▸ What is required: Reproduce every line of the records below verbatim, leaving out the pictures.

## Begin Provided material

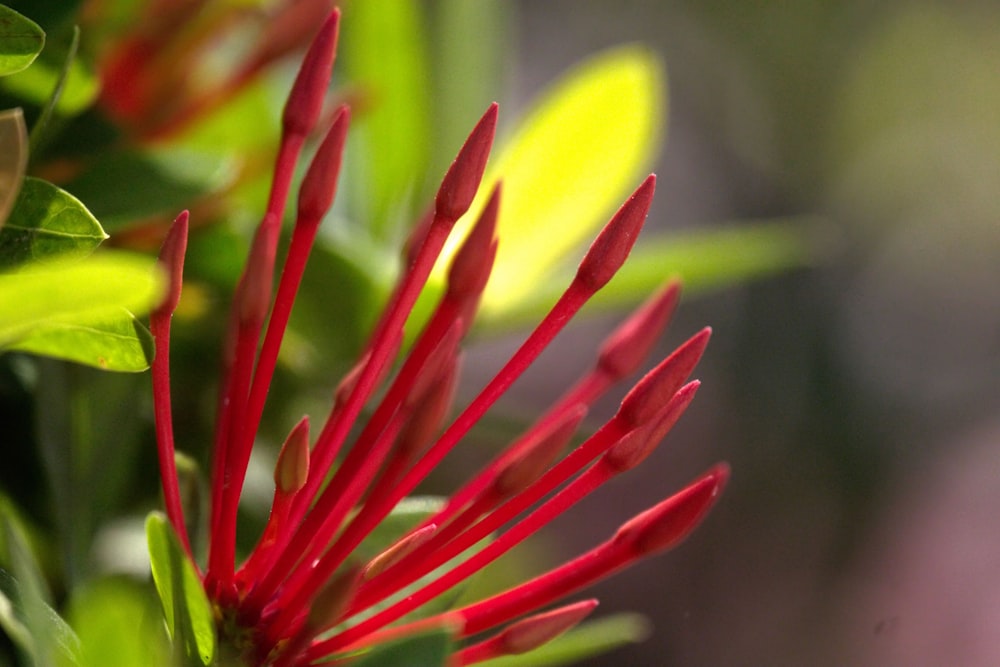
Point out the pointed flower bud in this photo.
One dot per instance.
(471, 267)
(305, 102)
(528, 634)
(320, 183)
(660, 384)
(397, 551)
(611, 247)
(461, 182)
(292, 469)
(635, 446)
(172, 258)
(629, 344)
(537, 456)
(333, 599)
(539, 629)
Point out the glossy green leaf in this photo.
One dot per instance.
(25, 613)
(185, 606)
(13, 159)
(569, 165)
(429, 649)
(470, 45)
(580, 643)
(703, 260)
(384, 54)
(116, 621)
(76, 292)
(46, 222)
(21, 40)
(122, 187)
(78, 85)
(119, 343)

## End Provided material

▸ The solution:
Point out the pointed flower bud in this photo.
One dot per instance.
(471, 267)
(305, 102)
(528, 634)
(320, 183)
(660, 384)
(397, 551)
(611, 247)
(461, 182)
(292, 469)
(635, 446)
(172, 258)
(629, 344)
(537, 456)
(333, 599)
(539, 629)
Point out the glossy green leaf in this photo.
One dot per instance.
(25, 613)
(185, 606)
(13, 159)
(569, 165)
(429, 649)
(470, 45)
(580, 643)
(703, 260)
(384, 54)
(116, 621)
(76, 292)
(46, 222)
(21, 40)
(122, 187)
(78, 85)
(119, 343)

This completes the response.